** WHAT NEEDS TO BE DONE **
Can you write out all of the data below line for line, with every x and y coordinate in the answers shifted by adding 81, and leave the pictures out?

[Object location annotation data]
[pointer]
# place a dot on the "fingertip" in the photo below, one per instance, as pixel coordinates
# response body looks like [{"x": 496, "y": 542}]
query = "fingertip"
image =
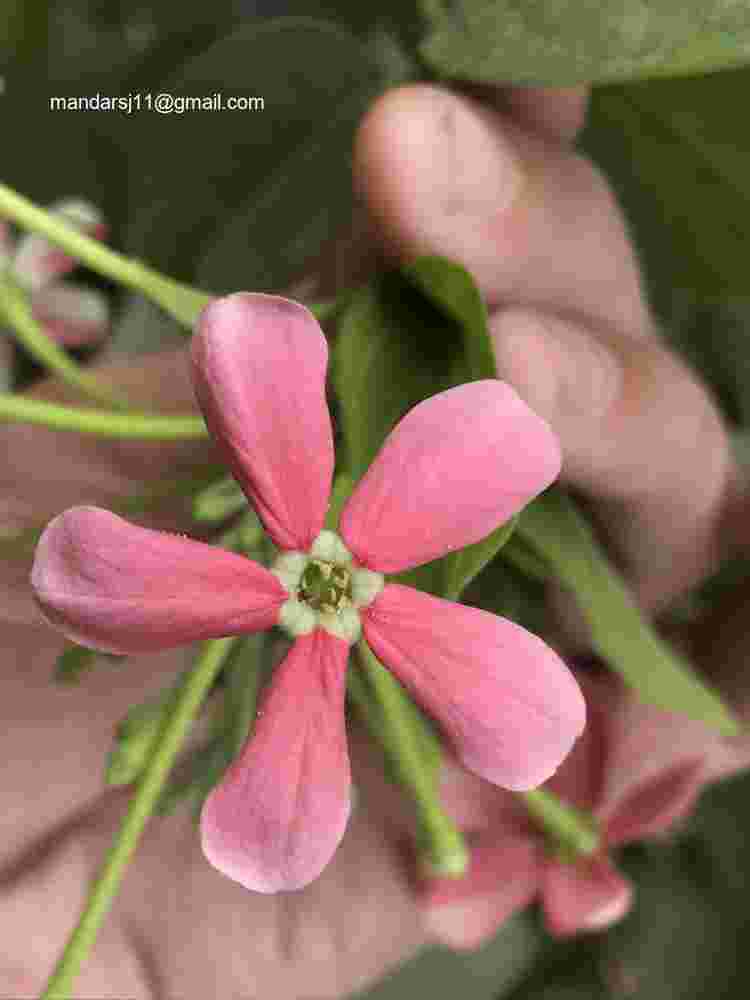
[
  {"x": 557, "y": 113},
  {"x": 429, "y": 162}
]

** RESULT OF THIS EXERCISE **
[pointer]
# place a dot on the "fingertip" in the photo below, one per instance, as pixel coordinates
# response body looks like [{"x": 496, "y": 542}]
query = "fingertip"
image =
[
  {"x": 638, "y": 194},
  {"x": 510, "y": 243}
]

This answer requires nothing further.